### TASK INSTRUCTIONS
How many lines in the material below contain the string "orange", matching case exactly? Reply with only the number.

### EXCERPTED RECORDS
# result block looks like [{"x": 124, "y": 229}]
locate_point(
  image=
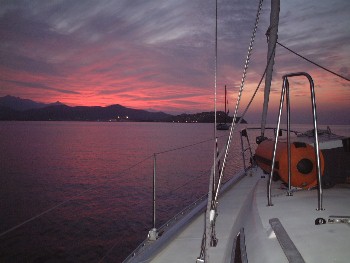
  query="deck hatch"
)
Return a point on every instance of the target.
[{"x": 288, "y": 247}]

==

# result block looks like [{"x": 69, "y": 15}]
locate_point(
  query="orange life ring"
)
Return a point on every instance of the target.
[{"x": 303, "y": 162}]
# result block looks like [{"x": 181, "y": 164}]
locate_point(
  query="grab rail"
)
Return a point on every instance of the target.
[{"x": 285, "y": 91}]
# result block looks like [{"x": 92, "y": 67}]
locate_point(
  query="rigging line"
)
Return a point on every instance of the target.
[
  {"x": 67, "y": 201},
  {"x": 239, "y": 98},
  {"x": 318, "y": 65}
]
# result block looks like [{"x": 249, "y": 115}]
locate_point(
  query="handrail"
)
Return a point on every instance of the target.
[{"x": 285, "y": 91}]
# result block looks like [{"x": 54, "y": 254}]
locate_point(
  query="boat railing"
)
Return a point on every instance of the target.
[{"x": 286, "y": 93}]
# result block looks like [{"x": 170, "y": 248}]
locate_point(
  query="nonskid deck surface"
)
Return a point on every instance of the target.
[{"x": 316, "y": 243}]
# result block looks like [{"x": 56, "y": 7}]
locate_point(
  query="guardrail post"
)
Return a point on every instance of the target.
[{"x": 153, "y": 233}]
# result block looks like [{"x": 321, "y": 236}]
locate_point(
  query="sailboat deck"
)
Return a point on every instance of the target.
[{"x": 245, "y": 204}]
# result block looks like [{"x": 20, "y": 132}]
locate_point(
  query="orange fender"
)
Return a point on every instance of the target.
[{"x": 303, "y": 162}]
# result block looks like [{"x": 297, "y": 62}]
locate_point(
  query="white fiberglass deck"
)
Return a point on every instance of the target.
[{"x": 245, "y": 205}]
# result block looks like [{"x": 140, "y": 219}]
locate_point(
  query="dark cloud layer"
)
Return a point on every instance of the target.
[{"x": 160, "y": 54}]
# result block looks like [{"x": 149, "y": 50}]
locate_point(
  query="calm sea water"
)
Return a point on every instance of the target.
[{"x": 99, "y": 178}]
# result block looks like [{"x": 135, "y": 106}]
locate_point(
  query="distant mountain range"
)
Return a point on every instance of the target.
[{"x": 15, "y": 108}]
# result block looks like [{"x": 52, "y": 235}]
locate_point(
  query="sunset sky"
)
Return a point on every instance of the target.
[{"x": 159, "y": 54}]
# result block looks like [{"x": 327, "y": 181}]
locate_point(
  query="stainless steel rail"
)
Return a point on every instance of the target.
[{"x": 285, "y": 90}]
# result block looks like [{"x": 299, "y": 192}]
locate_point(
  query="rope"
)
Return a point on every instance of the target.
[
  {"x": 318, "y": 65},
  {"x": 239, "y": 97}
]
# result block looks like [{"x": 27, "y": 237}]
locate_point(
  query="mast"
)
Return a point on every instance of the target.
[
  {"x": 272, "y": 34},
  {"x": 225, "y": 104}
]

...

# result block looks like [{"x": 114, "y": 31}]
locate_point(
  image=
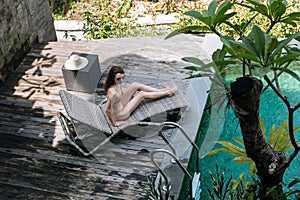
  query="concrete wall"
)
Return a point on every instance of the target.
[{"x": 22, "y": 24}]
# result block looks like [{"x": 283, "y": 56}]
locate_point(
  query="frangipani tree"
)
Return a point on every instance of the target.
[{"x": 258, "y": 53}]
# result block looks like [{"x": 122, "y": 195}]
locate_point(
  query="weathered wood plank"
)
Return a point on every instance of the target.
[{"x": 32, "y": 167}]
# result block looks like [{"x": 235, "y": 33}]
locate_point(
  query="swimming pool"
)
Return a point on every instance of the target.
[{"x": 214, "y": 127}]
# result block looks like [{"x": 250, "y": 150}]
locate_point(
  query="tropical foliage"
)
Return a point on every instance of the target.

### EXERCISE ANSWER
2